BEGIN

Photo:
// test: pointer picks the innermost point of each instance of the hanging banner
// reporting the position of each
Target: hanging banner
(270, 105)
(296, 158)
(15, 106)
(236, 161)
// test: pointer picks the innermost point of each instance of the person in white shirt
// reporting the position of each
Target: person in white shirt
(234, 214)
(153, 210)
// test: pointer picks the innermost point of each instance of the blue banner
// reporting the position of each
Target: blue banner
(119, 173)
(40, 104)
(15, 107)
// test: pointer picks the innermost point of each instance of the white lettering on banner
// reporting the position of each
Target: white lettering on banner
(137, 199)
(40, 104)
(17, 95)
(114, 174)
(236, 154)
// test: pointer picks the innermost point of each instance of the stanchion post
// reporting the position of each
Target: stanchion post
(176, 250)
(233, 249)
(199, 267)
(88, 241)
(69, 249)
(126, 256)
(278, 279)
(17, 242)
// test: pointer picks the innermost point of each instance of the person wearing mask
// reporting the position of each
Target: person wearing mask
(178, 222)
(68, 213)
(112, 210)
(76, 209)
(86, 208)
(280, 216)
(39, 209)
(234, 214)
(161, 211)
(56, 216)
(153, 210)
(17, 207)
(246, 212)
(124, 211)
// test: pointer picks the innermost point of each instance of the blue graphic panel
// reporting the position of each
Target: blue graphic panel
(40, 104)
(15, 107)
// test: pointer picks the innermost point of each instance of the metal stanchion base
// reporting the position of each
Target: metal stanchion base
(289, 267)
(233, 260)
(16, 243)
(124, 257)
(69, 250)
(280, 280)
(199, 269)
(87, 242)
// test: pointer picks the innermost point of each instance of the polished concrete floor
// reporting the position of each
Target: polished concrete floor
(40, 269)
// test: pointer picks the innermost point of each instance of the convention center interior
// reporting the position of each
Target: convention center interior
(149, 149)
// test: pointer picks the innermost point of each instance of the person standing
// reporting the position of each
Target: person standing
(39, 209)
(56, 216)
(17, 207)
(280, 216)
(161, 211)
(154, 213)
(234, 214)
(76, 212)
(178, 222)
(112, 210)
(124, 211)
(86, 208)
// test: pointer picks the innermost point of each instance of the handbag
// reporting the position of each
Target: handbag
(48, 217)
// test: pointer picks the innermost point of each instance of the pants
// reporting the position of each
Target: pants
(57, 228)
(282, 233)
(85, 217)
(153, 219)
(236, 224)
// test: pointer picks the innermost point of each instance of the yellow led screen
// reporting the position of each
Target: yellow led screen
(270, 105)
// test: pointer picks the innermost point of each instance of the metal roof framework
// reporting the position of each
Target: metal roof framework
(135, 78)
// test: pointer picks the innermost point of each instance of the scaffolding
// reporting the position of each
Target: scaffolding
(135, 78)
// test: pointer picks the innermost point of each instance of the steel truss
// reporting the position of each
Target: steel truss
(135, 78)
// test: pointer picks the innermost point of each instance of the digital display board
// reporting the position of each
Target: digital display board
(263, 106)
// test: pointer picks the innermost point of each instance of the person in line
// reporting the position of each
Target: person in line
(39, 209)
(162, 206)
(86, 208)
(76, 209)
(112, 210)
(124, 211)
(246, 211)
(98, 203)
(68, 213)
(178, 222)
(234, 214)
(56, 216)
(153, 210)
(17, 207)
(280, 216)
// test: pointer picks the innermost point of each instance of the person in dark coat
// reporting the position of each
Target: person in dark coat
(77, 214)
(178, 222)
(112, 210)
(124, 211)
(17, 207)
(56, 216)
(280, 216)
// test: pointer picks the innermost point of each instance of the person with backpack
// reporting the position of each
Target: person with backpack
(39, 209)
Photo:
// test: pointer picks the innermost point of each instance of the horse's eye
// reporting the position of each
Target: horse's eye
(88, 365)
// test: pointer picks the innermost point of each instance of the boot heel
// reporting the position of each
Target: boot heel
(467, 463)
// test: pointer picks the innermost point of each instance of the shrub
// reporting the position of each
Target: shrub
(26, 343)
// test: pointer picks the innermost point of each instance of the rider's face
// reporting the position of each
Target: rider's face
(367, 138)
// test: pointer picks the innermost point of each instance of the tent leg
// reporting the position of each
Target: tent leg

END

THE PROBLEM –
What is needed is an exact repetition of the lines from the first line of the records through the line containing "the person in white shirt", both ends included, and nothing more.

EXERCISE SOLUTION –
Photo:
// test: pointer picks the innermost point of each instance of the hanging banner
// reporting the position of each
Target: hanging banner
(270, 105)
(296, 158)
(15, 106)
(236, 161)
// test: pointer picks the innermost point of each instance of the person in white shirt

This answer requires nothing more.